BEGIN Data provided

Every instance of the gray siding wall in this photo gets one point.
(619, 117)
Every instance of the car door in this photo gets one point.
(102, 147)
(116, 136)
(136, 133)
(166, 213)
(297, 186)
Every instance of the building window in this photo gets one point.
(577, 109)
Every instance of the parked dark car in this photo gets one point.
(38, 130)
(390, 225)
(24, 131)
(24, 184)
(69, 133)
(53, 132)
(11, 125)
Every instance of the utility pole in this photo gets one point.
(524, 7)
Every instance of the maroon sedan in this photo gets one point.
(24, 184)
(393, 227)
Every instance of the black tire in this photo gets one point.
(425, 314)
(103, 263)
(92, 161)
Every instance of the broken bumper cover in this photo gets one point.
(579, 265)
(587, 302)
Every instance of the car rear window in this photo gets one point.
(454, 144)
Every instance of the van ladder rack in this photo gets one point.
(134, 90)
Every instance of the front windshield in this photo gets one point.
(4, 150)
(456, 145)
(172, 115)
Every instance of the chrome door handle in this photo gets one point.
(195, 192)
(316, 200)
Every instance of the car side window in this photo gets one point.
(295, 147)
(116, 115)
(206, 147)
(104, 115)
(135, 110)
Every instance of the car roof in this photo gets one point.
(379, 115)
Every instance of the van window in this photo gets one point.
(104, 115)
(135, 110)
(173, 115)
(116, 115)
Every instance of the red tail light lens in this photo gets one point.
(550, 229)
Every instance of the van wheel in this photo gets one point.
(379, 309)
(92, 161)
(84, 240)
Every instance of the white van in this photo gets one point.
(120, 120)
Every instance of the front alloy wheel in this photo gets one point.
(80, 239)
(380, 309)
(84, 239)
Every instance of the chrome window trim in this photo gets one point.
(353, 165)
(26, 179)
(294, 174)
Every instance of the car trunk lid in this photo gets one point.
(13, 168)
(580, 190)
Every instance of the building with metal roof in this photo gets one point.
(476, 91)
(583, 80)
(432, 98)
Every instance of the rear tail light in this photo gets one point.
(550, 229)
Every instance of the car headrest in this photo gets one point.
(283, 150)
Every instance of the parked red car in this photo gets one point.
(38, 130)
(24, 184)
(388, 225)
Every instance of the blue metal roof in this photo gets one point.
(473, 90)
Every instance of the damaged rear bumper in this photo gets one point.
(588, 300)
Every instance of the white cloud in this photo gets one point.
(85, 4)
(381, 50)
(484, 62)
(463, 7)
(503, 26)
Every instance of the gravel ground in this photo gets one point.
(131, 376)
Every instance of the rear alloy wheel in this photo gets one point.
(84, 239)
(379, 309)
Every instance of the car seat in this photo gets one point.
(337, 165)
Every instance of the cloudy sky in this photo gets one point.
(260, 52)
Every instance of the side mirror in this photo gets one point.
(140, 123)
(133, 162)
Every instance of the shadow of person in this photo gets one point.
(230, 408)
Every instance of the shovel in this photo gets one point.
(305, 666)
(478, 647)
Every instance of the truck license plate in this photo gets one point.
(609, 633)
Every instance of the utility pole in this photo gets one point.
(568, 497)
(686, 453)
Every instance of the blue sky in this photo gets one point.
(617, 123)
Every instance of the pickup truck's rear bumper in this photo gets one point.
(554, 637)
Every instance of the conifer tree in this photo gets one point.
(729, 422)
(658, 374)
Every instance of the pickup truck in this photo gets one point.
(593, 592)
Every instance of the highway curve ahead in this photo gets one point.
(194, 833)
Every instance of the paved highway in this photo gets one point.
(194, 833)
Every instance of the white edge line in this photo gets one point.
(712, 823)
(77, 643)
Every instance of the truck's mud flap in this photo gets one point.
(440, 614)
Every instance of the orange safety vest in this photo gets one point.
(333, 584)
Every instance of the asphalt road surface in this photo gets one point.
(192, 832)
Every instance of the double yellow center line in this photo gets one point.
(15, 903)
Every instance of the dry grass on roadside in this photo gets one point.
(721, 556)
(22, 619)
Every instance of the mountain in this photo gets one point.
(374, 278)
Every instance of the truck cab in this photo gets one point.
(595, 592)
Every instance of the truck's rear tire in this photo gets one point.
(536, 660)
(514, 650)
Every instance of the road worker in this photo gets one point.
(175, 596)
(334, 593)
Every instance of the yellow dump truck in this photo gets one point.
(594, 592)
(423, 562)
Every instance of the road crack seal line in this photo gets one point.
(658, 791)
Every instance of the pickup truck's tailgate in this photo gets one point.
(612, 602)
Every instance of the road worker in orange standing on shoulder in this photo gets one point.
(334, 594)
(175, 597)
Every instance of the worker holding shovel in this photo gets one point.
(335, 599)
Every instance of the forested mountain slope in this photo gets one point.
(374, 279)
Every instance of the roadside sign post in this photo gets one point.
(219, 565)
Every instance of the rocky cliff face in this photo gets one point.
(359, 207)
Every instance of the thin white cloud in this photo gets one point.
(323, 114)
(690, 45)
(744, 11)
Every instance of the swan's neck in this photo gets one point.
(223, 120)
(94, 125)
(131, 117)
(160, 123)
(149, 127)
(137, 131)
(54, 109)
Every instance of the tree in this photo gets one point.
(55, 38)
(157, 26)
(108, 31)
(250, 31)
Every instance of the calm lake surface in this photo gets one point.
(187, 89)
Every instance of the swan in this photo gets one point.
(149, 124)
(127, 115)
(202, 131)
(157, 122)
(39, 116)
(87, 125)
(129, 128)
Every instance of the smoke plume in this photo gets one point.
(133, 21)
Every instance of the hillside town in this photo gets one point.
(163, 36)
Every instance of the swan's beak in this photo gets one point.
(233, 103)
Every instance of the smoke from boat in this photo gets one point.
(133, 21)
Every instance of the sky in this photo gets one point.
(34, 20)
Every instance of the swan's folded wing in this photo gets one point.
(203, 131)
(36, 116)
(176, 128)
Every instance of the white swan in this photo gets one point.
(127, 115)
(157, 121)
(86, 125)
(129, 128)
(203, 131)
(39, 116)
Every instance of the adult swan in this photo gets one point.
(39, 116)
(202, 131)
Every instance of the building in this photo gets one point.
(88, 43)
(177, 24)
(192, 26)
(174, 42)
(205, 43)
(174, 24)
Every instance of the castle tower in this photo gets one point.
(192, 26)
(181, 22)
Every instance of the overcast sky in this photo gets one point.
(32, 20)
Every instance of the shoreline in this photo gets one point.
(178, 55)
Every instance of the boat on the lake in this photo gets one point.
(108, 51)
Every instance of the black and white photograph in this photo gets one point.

END Data provided

◆ Exercise ◆
Each record shown above must be printed once more, exactly.

◆ Completed exercise ◆
Every instance of the gray siding wall in this photo gets one point.
(619, 117)
Every instance of the car door in this photo gets one point.
(102, 147)
(116, 136)
(136, 133)
(166, 213)
(297, 186)
Every instance of the building window in this photo gets one point.
(577, 109)
Every instance of the parked dark car in this photo gets one point.
(38, 130)
(390, 225)
(24, 131)
(24, 184)
(69, 133)
(53, 132)
(11, 125)
Every instance of the utility pole in this photo gets one point.
(524, 7)
Every instance of the maroon sedan in this photo gets one point.
(24, 184)
(393, 227)
Every instance of the black tire in this photo gets one point.
(425, 314)
(103, 263)
(92, 161)
Every instance of the broken bumper cover in this photo gets one point.
(579, 265)
(587, 302)
Every instance of the car rear window in this photo gets one point.
(454, 144)
Every instance of the van ladder rack in this photo gets one point.
(134, 90)
Every instance of the front windshield in this photo gets one point.
(4, 150)
(456, 145)
(172, 115)
Every instance of the chrome door handle in this photo gets one point.
(195, 192)
(316, 200)
Every instance of the car side window in this photo gets one point.
(295, 147)
(116, 115)
(206, 147)
(104, 115)
(135, 110)
Every instance of the car roof in this photo gets one point.
(379, 115)
Every instance of the van window in this photo gets one point.
(104, 115)
(135, 110)
(173, 115)
(116, 115)
Every instance of the red tail light lens in this photo gets one point.
(550, 229)
Every instance of the van wheel in this photo gets one point.
(379, 309)
(92, 161)
(84, 240)
Every instance of the white van in this photo gets one point.
(120, 120)
Every instance of the front alloy wheel in this photo gets one point.
(80, 239)
(380, 309)
(84, 239)
Every instance of the chrome window trim in this photo gets one point.
(353, 165)
(26, 179)
(294, 174)
Every instance of the car trunk lid in this photo gets one point.
(13, 168)
(580, 190)
Every instance of the building with metal roof in this photo gets one point.
(476, 91)
(583, 80)
(432, 98)
Every instance of the rear tail light in this photo gets one point.
(550, 229)
Every instance of the car headrest in this photo gets one point.
(283, 150)
Every instance of the parked red car in this photo gets one point.
(38, 130)
(24, 184)
(388, 225)
Every instance of the blue metal roof in this photo gets one point.
(473, 90)
Every instance of the damaged rear bumper in this photo gets one point.
(588, 300)
Every instance of the white cloud in this photo gets one point.
(85, 4)
(381, 50)
(484, 62)
(463, 7)
(503, 26)
Every instance of the gravel ground in this photo gets one point.
(131, 376)
Every instance of the rear alloy wheel in this photo gets one point.
(84, 239)
(379, 309)
Every instance of the car seat in this photo gets one point.
(337, 165)
Every instance of the cloudy sky in this photo gets one point.
(260, 52)
Every instance of the side mirror in this photo gets one point.
(140, 123)
(133, 162)
Every instance of the shadow of person in this photo gets one point.
(230, 408)
Every instance of the shovel in this photo gets one point.
(305, 666)
(478, 647)
Every instance of the truck license plate in this photo gets one point.
(609, 633)
Every instance of the utility pole in this photo gets one point.
(568, 497)
(686, 453)
Every instance of the blue sky in this photo gets one point.
(617, 123)
Every instance of the pickup truck's rear bumper in this photo gets one point.
(554, 637)
Every instance of the conifer tree in this photo gets one point.
(729, 422)
(658, 374)
Every instance of the pickup truck in this photo gets one point.
(593, 592)
Every instance of the highway curve ahead in this photo gets one point.
(194, 833)
Every instance of the paved highway in this photo gets one point.
(194, 833)
Every instance of the white edge line in this photo gets one point.
(712, 823)
(77, 643)
Every instance of the truck's mud flap in this photo gets one point.
(440, 614)
Every instance of the orange safety vest in this photo gets one point.
(333, 584)
Every instance of the asphalt road surface in this photo gets one point.
(192, 832)
Every instance of the double yellow center line in this photo gets one point.
(15, 903)
Every instance of the dry grass on roadside in this photo gets one point.
(721, 556)
(22, 619)
Every instance of the mountain in this photo gets one point.
(374, 278)
Every instance of the truck cab in this photo gets one point.
(595, 592)
Every instance of the truck's rear tire in this photo gets one point.
(536, 660)
(514, 650)
Every instance of the road worker in this photo gets one point.
(175, 596)
(334, 593)
Every instance of the yellow dump truck in this photo gets one point.
(594, 592)
(423, 562)
Every instance of the road crack seal line in this photo gets one point.
(658, 791)
Every instance of the pickup truck's tailgate in this photo gets one point.
(612, 602)
Every instance of the road worker in orange standing on shoulder in this photo gets one point.
(334, 594)
(175, 597)
Every instance of the worker holding shovel in this photo gets one point.
(335, 599)
Every instance of the forested mountain slope in this photo gets one point.
(374, 279)
Every instance of the roadside sign post in this photo gets one point.
(219, 565)
Every instance of the rocky cliff face in this photo gets one point.
(359, 207)
Every instance of the thin white cloud in this photo gets one point.
(323, 114)
(690, 45)
(744, 11)
Every instance of the swan's neck in this photo gets one point.
(223, 120)
(94, 125)
(131, 117)
(160, 123)
(149, 127)
(137, 131)
(54, 109)
Every instance of the tree in this photo gets one point.
(55, 38)
(157, 26)
(108, 31)
(250, 31)
Every instance of the calm lake surface in this photo gets one point.
(187, 89)
Every instance of the swan in this photo gets one point.
(149, 124)
(127, 115)
(202, 131)
(157, 122)
(39, 116)
(87, 125)
(129, 128)
Every instance of the smoke plume in this photo gets one point.
(133, 21)
Every instance of the hillside town in this photo gets one point.
(163, 36)
Every instance of the swan's beak in this photo gets one point.
(233, 103)
Every instance of the smoke from boat in this photo gets one point.
(133, 21)
Every instance of the sky in this photo gets one point.
(34, 20)
Every instance of the swan's folded wing in this photo gets one point.
(203, 131)
(36, 116)
(176, 128)
Every instance of the white swan in this photo gets one point.
(127, 115)
(157, 121)
(86, 125)
(129, 128)
(203, 131)
(39, 116)
Every instance of the adult swan in this photo gets one point.
(39, 116)
(202, 131)
Every instance of the building in this photo gets one point.
(88, 43)
(177, 24)
(192, 26)
(174, 42)
(205, 43)
(174, 24)
Every instance of the castle tower in this photo gets one point.
(192, 26)
(181, 22)
Every instance of the overcast sky in this photo gets one point.
(32, 20)
Every instance of the shoreline in this photo gets one point.
(178, 55)
Every instance of the boat on the lake in this photo gets one point.
(108, 51)
Every instance of the black and white photograph in this photo gets one point.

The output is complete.